WHAT IS REQUIRED =>
Print every row below word for word, leaving out nothing and changing nothing.

[Extracted data entries]
+-------+

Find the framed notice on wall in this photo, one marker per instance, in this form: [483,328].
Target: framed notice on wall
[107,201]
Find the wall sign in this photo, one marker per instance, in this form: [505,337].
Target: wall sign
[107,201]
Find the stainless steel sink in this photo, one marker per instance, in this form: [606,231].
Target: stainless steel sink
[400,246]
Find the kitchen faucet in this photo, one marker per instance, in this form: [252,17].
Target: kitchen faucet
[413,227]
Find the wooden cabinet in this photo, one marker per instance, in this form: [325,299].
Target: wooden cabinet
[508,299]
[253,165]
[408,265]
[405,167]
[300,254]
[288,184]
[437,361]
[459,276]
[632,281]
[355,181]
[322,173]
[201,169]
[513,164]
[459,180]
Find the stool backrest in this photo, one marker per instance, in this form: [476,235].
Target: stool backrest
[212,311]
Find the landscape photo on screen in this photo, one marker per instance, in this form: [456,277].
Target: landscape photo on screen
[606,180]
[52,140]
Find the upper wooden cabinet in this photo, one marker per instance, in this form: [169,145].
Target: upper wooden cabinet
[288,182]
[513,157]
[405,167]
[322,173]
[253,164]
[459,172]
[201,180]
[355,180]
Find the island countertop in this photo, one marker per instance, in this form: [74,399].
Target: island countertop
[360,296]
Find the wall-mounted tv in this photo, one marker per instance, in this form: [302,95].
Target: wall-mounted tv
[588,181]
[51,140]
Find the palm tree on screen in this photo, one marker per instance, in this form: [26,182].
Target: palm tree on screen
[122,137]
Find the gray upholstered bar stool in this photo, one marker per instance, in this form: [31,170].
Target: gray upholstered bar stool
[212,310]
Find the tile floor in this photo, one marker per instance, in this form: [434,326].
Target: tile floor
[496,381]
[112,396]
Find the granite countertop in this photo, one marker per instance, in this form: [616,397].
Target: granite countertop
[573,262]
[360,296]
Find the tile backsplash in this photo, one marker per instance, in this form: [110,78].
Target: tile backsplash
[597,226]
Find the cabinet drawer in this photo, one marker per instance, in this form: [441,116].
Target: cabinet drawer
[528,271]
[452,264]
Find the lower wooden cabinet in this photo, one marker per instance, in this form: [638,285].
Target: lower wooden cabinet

+-------+

COMPLETE RESPONSE =>
Find the framed notice on wall in this photo, one marker per instance, in this form: [483,328].
Target: framed notice on wall
[107,201]
Find the wall sign in this photo, one marker per instance, in this form: [505,337].
Target: wall sign
[107,201]
Find the stainless steel sink in this photo, one marker per instance, in this form: [606,231].
Target: stainless steel sink
[400,246]
Find the kitchen faucet in this photo, one marker per instance, in this form: [252,17].
Target: kitchen faucet
[413,227]
Find the wooden cabinet in this photo, one marker per instance, in this form: [325,299].
Target: wooden cabinet
[508,299]
[253,165]
[408,265]
[405,167]
[300,254]
[288,184]
[437,361]
[459,276]
[632,281]
[355,181]
[322,173]
[201,169]
[513,164]
[459,180]
Find the stool backrest in this photo, one marker per instance, in this form: [476,235].
Target: stool backrest
[212,311]
Find the landscape photo on screen in this photo, one marker per instance, in this form: [456,277].
Target: landscape photo on screen
[606,180]
[52,140]
Find the upper wooden cabinet in this photo, one marker per instance, in this form: [169,145].
Target: upper wooden cabinet
[288,182]
[513,157]
[405,167]
[322,173]
[253,164]
[459,172]
[201,180]
[355,180]
Find the island countertop in this photo, one marker per instance, in this form: [74,399].
Target: island countertop
[360,296]
Find the wall-mounted tv in this photo, one marker per instance, in this form: [302,95].
Target: wall-mounted tv
[588,181]
[51,140]
Find the palm tree on screen in this photo, one marker per instance, in this form: [26,182].
Target: palm tree on screen
[122,137]
Find the gray upholstered bar stool in this photo, one marker per instance, in this form: [31,170].
Target: gray upholstered bar stool
[212,310]
Find the tile floor in this photo, one marker per instance, in this form: [434,326].
Target: tile floor
[496,381]
[112,396]
Find the granite countertop in this photo, one marker per instance, in this form: [616,397].
Target: granite countertop
[573,262]
[360,296]
Find the tile backsplash in this photo, one marker per instance, in this form: [110,78].
Target: tile backsplash
[597,226]
Find the cabinet drawer in this photo, one marker per instance, in this form: [441,116].
Target: cabinet drawer
[528,271]
[452,264]
Find the lower wooden cabinet in this photo, one marker per instance, in this form: [638,285].
Target: lower wooden cabinet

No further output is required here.